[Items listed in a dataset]
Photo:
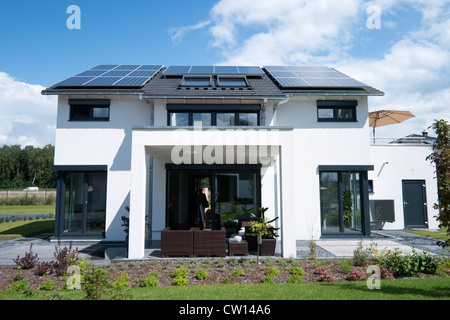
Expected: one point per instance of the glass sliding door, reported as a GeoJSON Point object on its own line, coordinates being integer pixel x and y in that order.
{"type": "Point", "coordinates": [83, 198]}
{"type": "Point", "coordinates": [233, 196]}
{"type": "Point", "coordinates": [341, 199]}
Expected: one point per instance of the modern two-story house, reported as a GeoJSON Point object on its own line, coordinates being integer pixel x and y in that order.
{"type": "Point", "coordinates": [296, 140]}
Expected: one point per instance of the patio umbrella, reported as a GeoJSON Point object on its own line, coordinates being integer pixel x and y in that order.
{"type": "Point", "coordinates": [385, 117]}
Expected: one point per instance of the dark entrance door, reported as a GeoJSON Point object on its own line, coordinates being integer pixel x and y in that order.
{"type": "Point", "coordinates": [414, 203]}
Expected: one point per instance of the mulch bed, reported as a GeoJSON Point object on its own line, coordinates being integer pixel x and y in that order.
{"type": "Point", "coordinates": [218, 269]}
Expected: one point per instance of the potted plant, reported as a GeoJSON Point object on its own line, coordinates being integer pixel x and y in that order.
{"type": "Point", "coordinates": [265, 234]}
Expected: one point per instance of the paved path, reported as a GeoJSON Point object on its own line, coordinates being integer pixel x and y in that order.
{"type": "Point", "coordinates": [101, 253]}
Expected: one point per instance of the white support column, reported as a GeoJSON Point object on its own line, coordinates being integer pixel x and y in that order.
{"type": "Point", "coordinates": [287, 206]}
{"type": "Point", "coordinates": [138, 191]}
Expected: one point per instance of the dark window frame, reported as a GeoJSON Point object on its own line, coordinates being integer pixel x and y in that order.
{"type": "Point", "coordinates": [364, 189]}
{"type": "Point", "coordinates": [90, 104]}
{"type": "Point", "coordinates": [337, 105]}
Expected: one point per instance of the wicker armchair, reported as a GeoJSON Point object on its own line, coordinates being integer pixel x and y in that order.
{"type": "Point", "coordinates": [209, 242]}
{"type": "Point", "coordinates": [177, 242]}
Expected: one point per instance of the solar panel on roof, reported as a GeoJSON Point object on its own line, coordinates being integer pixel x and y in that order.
{"type": "Point", "coordinates": [113, 75]}
{"type": "Point", "coordinates": [311, 76]}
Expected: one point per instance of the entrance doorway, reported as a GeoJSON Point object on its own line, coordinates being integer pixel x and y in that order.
{"type": "Point", "coordinates": [414, 203]}
{"type": "Point", "coordinates": [233, 194]}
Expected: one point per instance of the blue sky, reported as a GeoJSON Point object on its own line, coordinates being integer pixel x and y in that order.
{"type": "Point", "coordinates": [407, 58]}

_EXERCISE DIRECTIONS_. All lines above must be repeated exactly, and the pictures must be omitted.

_EXERCISE OUTPUT_.
Photo:
Expected: one point per instance of the glass sliding door, reported as a GeoJSON Point object on its own line, coordinates being integer pixel x and y in that order.
{"type": "Point", "coordinates": [83, 198]}
{"type": "Point", "coordinates": [233, 196]}
{"type": "Point", "coordinates": [341, 199]}
Expected: one point per instance of the modern two-story house, reported as a GeoJSON Point object on its own line, coordinates being integer pixel x and y in that order.
{"type": "Point", "coordinates": [296, 140]}
Expected: one point per instance of the patio umbrella, reported as a GeoJSON Point object on its own line, coordinates being integer pixel x and y in that order.
{"type": "Point", "coordinates": [385, 117]}
Expected: one point per instance of the dark entrance door, reported as a GeoJSON Point object on its own line, coordinates being integer pixel x and y in that order.
{"type": "Point", "coordinates": [414, 203]}
Expected: one point per instance of the mulch bed, reported as a GeoJSON Point object on its own line, coordinates being integer pixel x and y in that order.
{"type": "Point", "coordinates": [218, 269]}
Expected: one point per instance of the potted plant, reported as a GeoJSON Point object on its own line, coordinates being integer pixel x and y in that order.
{"type": "Point", "coordinates": [265, 234]}
Expected: one point per instance of the paved path, reported as a GeoJSON Point object on its own line, coordinates being integer pixel x and y in that order.
{"type": "Point", "coordinates": [101, 253]}
Expected: one point per instance of the white support column, reported as a GeoJSON Point object on its own line, coordinates being integer pixel x and y in that order.
{"type": "Point", "coordinates": [287, 206]}
{"type": "Point", "coordinates": [138, 191]}
Expected: one point per instance of the dark window frame, reported as a GeoJSON Point object on its own line, coordinates being integer pixel x and y in that order.
{"type": "Point", "coordinates": [364, 189]}
{"type": "Point", "coordinates": [90, 104]}
{"type": "Point", "coordinates": [337, 105]}
Expected: one point per instance of the wicker armchair, reported as a GeoJSON Point object on its own line, coordinates being integer pixel x and y in that order.
{"type": "Point", "coordinates": [209, 242]}
{"type": "Point", "coordinates": [177, 242]}
Expected: one point per instance of the solar panel on roof, reported as a GeoJSON Point object on its own line, coordinates being integer pixel x and y in that order.
{"type": "Point", "coordinates": [113, 75]}
{"type": "Point", "coordinates": [311, 76]}
Expected: one point per instance of the entrance doorway, reported as a GeoJSON Point object on its own line, coordinates being integer pixel x and y in that order.
{"type": "Point", "coordinates": [414, 203]}
{"type": "Point", "coordinates": [233, 194]}
Expected: one point per instance of the blue sky, reported as a GeoJSON Point object on its own line, coordinates being integer pixel x and y in that order.
{"type": "Point", "coordinates": [407, 58]}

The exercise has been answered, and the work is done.